Seitenauszug

┄┄┄┄┄┄┄┄┄┄

Gesang richtig bearbeitet
Willkommen zurück zum zweiten Teil unseres Kompressor Workshops. Während wir uns in Teil 1 vorwiegend um die Arbeitsweise, Parametrisierung und die verschiedenen Möglichkeiten der technischen Umsetzung eines Kompressors gekümmert haben, kommen wir nun zu einem sehr wichtigen Einsatzgebiet des Kompressors, dem Gesang.
Dazu benutzen wir weiterhin unsere vier klassischen Geräte Fairchild 660, Teletronix LA-2A, Universal Audio 1176 und dbx 160 und wie auch im ersten Teil greifen wir hierbei auf die hervorragenden Software-Emulationen von Universal Audio zurück.
Vocals umfassen meist einen recht großen Dynamikbereich, hier ist der Einsatz eines Begrenzers beinahe unabdingbar. Gleichzeitig soll der Gesang in den meisten Fällen in den Vordergrund gerückt werden. Hören wir mal, wie unsere Testgeräte sich so schlagen.
Als Gesangspassagen nutze ich zwei Files aus unseren Gesangsmikrofon-Vergleichstests. Die weibliche Stimme schenkt uns Akina Ingold. Hier wechseln sich laute und leise, hohe und tiefere Passagen sehr schön ab. Den männlichen, deutlich rockigeren, Part übernimmt Patrick Heck.
Akinas Stimme, original
Patricks Stimme, original
Fairchild 660
Starten wir mit dem Fairchild 660. wie wir aus Teil 1 des Workshops ja noch wissen, ein Variable Mu-Kompressor. Die Ratio stellt hier keinen fixen Wert dar, sondern wird variabel aus dem Input berechnet. Ich stelle Input auf einen mittleren Wert und erzeuge mit Threshold eine Gain-Reduktion von ca. 6-7 dB im Spitzenwert.

┄┄┄┄┄┄┄┄┄┄

Zeigeeinträge zu benannten Objekten
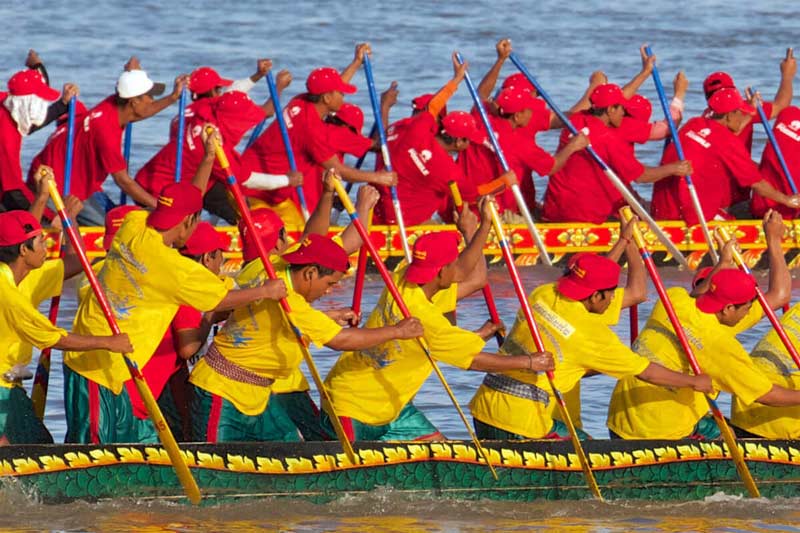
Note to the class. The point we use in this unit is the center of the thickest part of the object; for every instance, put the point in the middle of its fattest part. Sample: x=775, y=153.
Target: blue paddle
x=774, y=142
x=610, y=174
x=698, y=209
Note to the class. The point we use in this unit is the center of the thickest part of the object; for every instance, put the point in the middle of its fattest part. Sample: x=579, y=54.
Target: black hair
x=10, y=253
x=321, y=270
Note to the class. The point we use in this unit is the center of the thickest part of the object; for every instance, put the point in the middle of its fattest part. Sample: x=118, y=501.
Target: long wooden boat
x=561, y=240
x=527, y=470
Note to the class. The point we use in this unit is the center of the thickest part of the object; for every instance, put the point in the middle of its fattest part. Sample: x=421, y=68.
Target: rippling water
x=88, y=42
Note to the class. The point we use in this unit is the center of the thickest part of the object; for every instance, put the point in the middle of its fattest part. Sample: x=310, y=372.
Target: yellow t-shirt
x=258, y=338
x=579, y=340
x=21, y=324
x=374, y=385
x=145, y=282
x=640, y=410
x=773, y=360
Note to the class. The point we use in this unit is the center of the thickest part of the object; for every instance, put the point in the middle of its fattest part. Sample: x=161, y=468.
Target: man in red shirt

┄┄┄┄┄┄┄┄┄┄

Zu bearbeitende Aufgaben
A. Beantworte folgende Fragen zum Seitenauszug:
(i) Welche vier klassischen Geräte werden weiterhin benutzt?
(ii) Wer übernimmt den männlichen Part?
(iii) Welche Gain-Reduktion im Spitzenwert wird beim Fairchild 660 mit Threshold erzeugt?
B. Verschiebe alle Koordinaten in den Antworten der Datensätze, indem du zu jedem x- und y-Wert 29 addierst, und gib sämtliche Zeilen samt Hinweisen und Zielangaben erneut aus. Lass dabei die Bilder weg.

Die Ergebnisse
A.
(i) Fairchild 660, Teletronix LA-2A, Universal Audio 1176 und dbx 160
(ii) Patrick Heck
(iii) ca. 6-7 dB

B.
Note to the class. The point we use in this unit is the center of the thickest part of the object; for every instance, put the point in the middle of its fattest part. Sample: x=775, y=153.
Target: blue paddle
x=803, y=171
x=639, y=203
x=727, y=238
Note to the class. The point we use in this unit is the center of the thickest part of the object; for every instance, put the point in the middle of its fattest part. Sample: x=579, y=54.
Target: black hair
x=39, y=282
x=350, y=299
Note to the class. The point we use in this unit is the center of the thickest part of the object; for every instance, put the point in the middle of its fattest part. Sample: x=118, y=501.
Target: long wooden boat
x=590, y=269
x=556, y=499
Note to the class. The point we use in this unit is the center of the thickest part of the object; for every instance, put the point in the middle of its fattest part. Sample: x=421, y=68.
Target: rippling water
x=117, y=71
Note to the class. The point we use in this unit is the center of the thickest part of the object; for every instance, put the point in the middle of its fattest part. Sample: x=310, y=372.
Target: yellow t-shirt
x=287, y=367
x=608, y=369
x=50, y=353
x=403, y=414
x=174, y=311
x=669, y=439
x=802, y=389
Note to the class. The point we use in this unit is the center of the thickest part of the object; for every instance, put the point in the middle of its fattest part. Sample: x=161, y=468.
Target: man in red shirt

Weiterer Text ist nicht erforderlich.